EXERCISE OBJECTIVE> All the records that follow need to be reproduced exactly. Omit the images.
-------- ROWS
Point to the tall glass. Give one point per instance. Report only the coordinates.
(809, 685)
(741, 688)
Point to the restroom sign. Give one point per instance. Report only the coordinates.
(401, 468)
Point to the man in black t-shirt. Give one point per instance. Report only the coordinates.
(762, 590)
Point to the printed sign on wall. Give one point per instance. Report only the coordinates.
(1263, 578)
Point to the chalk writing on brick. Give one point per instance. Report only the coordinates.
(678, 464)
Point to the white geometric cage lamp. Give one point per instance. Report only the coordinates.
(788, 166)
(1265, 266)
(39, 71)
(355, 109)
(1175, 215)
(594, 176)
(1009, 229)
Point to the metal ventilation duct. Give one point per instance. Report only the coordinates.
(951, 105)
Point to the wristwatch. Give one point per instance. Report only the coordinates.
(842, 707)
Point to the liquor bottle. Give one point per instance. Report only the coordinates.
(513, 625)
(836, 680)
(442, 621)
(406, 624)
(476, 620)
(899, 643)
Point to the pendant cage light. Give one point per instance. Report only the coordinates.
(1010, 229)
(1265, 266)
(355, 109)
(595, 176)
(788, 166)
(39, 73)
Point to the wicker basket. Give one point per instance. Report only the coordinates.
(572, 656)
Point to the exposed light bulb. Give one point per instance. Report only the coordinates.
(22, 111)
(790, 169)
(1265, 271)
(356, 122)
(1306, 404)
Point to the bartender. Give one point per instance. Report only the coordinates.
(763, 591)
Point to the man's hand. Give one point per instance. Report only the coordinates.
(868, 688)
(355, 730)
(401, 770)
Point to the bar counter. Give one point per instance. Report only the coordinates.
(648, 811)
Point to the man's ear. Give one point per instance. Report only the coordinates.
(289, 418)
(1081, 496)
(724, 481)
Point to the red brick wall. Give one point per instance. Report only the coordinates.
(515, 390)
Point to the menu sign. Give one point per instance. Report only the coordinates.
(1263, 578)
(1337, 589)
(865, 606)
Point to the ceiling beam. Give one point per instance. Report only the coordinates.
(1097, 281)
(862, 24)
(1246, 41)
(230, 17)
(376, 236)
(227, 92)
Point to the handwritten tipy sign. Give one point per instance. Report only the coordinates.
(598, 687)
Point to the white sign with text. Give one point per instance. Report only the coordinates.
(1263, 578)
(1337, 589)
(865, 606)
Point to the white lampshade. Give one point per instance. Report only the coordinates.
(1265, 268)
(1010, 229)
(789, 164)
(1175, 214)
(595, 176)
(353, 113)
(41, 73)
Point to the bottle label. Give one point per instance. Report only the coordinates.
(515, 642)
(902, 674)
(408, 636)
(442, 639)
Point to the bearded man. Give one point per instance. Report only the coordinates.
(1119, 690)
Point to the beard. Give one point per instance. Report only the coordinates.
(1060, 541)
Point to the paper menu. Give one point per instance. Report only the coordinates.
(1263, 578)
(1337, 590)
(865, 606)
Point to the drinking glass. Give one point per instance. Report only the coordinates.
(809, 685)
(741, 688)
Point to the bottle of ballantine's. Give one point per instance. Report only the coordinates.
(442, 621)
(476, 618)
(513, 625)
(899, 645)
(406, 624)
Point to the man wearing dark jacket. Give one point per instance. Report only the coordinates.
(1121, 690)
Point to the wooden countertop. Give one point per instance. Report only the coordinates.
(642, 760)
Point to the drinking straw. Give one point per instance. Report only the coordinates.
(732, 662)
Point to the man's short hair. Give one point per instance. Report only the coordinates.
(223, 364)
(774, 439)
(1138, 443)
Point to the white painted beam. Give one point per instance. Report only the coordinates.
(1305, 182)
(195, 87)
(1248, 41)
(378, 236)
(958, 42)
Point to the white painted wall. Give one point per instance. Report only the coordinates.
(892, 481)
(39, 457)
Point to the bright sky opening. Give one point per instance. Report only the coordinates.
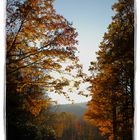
(91, 19)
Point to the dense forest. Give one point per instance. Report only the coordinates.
(41, 48)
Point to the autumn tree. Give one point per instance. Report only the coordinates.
(40, 55)
(112, 80)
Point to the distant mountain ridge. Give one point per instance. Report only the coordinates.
(78, 108)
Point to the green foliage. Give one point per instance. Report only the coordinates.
(111, 107)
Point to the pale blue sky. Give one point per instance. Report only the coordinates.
(91, 19)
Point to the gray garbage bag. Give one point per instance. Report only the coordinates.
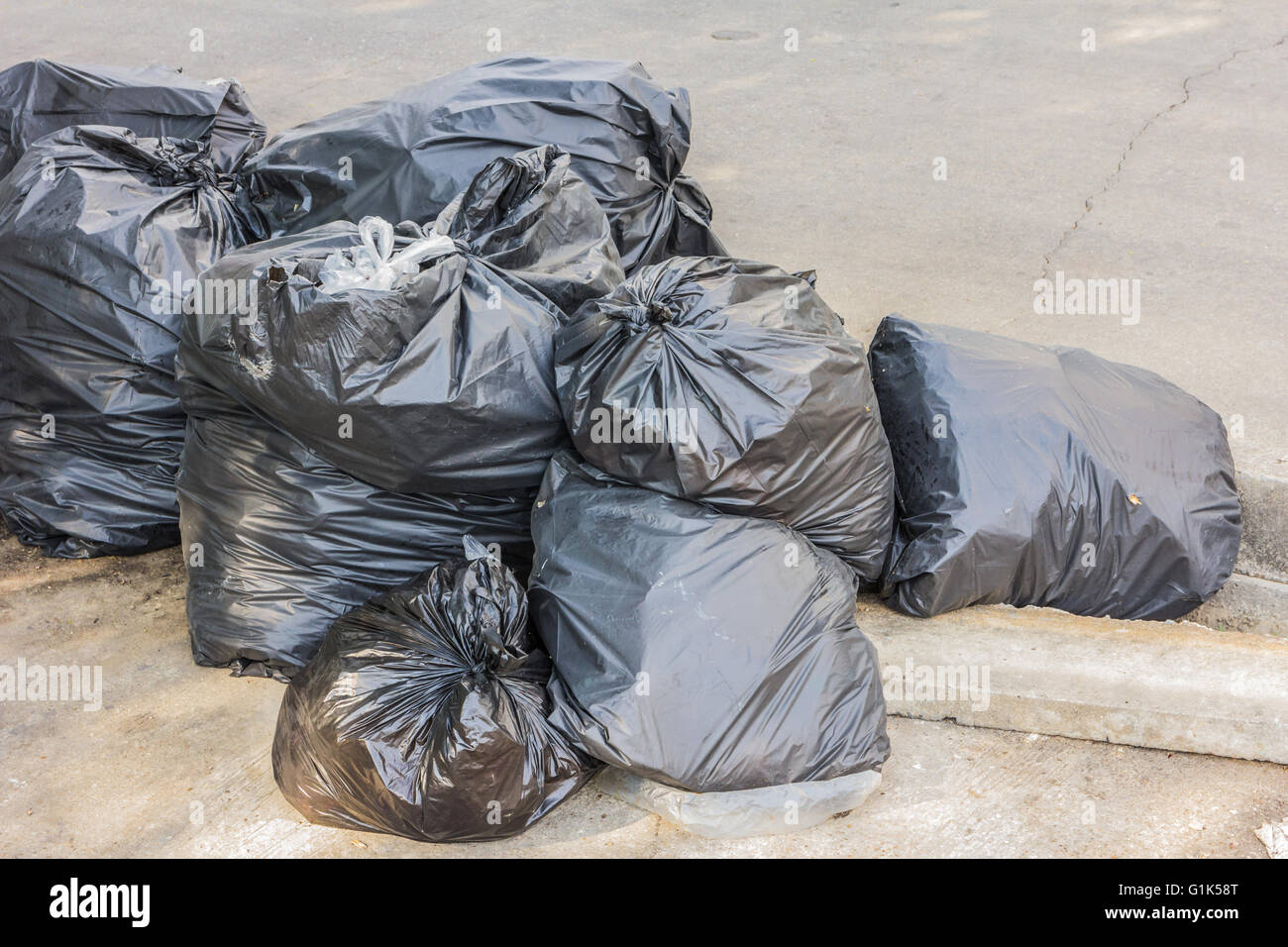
----------------
RESPONSE TO THIS EXERCISE>
Point to the tall glass. Give one point per instance. Report only the coordinates.
(809, 685)
(741, 688)
Point to the restroom sign. Give one point per instance. Report only the coordinates.
(401, 468)
Point to the man in black t-shirt. Give one point per instance. Report only the coordinates.
(762, 590)
Point to the printed sign on wall. Give one point per instance. Report only the coordinates.
(1263, 578)
Point to the chalk writing on brick. Give one point per instance. Report only the coordinates.
(678, 464)
Point to the white geometric cage lamp. Give one point per instance. Report only the coordinates.
(788, 166)
(1265, 266)
(39, 71)
(355, 109)
(1175, 215)
(594, 176)
(1009, 229)
Point to the metal ventilation duct. Give one point per instance. Report only the coordinates.
(951, 105)
Point to the wristwatch. Give one point per instance. Report only the coordinates.
(842, 707)
Point to the liquor bottle. Give one point per instance. Report only the coordinates.
(513, 625)
(836, 680)
(442, 621)
(406, 624)
(476, 620)
(899, 643)
Point to the pendant cage light. Give one point per instance. Report only the coordinates.
(1010, 229)
(1265, 266)
(355, 109)
(595, 176)
(788, 166)
(39, 73)
Point to the wicker basket. Give one point per instance. Report only the coordinates.
(572, 656)
Point to the exposed light bulb. Give one point per instance. Report only the coordinates.
(22, 111)
(790, 169)
(1265, 271)
(356, 122)
(1306, 404)
Point to the bartender. Give one point per instance. Report only the coordinates.
(763, 591)
Point to the man's hand. Give one point per instance. Report only the coordinates.
(868, 688)
(355, 730)
(401, 770)
Point to the bar counter. Give one point per instance. Report only the coordinates.
(648, 811)
Point to the man's ear. Give one point per instance. Report only the coordinates.
(289, 418)
(1081, 496)
(724, 481)
Point to the red brick wall. Give one point per instance. Report only the coordinates.
(515, 390)
Point to the menu sign. Give one point per instance. Report only the coordinates.
(1263, 578)
(1337, 589)
(865, 606)
Point to the ceiling beam. Give one point per instance. Report only the coordinates.
(1097, 281)
(862, 24)
(1246, 41)
(230, 17)
(376, 236)
(227, 92)
Point to the handwritten tipy sign. Give one point per instance. Report only the coordinates.
(598, 687)
Point to the white sign with text. Give one point per instance. Report only the coordinates.
(1263, 578)
(1337, 589)
(865, 606)
Point to the white lampshade. Give one point per instance. Report only the coordinates.
(1265, 268)
(1010, 229)
(789, 164)
(1175, 214)
(595, 176)
(353, 113)
(41, 73)
Point to the bottle label. Give one point per instance. Report only the coordinates.
(515, 642)
(902, 674)
(408, 636)
(442, 639)
Point to the bearded man. Give one point per instance. Report only the coordinates.
(1119, 690)
Point to the beard. Give one point per instance. Report only the coordinates.
(1060, 541)
Point to the paper menu. Give one point per instance. Report only the coordinates.
(1263, 578)
(1337, 590)
(865, 606)
Point to the drinking glass. Give one point per instance. Report only the coordinates.
(809, 685)
(741, 688)
Point to the bottle of ballantine's. Give one point per instance. Report only the coordinates.
(442, 621)
(476, 618)
(513, 625)
(899, 645)
(406, 624)
Point to the man wearing dark jacket. Give one point per instance. Report only the coordinates.
(1121, 690)
Point to the wooden countertop. Give one point per instance. Report only the coordinates.
(642, 760)
Point to the drinking straw. Give one point per instance. Report only the coordinates.
(732, 662)
Point to the man's short hair. Give one point per instance. Report only the coordinates.
(223, 364)
(774, 439)
(1138, 443)
Point to the white painted beam. Give one point per instance. Report only the coordinates.
(1305, 182)
(195, 87)
(1248, 41)
(378, 236)
(958, 42)
Point to the white painted wall. Give one point per instance. Report only the coordinates.
(892, 481)
(39, 457)
Point to the bright sky opening. Give one point per instance. Report only the coordinates.
(91, 19)
Point to the dense forest. Give one point per instance. Report only the coordinates.
(41, 48)
Point to the autumn tree. Give one point per instance. Report only the coordinates.
(40, 55)
(112, 80)
Point to the distant mountain ridge. Give one point per instance. Report only the coordinates.
(78, 108)
Point to the green foliage. Give one point per instance. Report only the coordinates.
(111, 107)
Point to the pale blue sky. Give one point per instance. Report only the coordinates.
(91, 19)
Point to the gray garbage bag. Give one point per instance. Report only the coordinates.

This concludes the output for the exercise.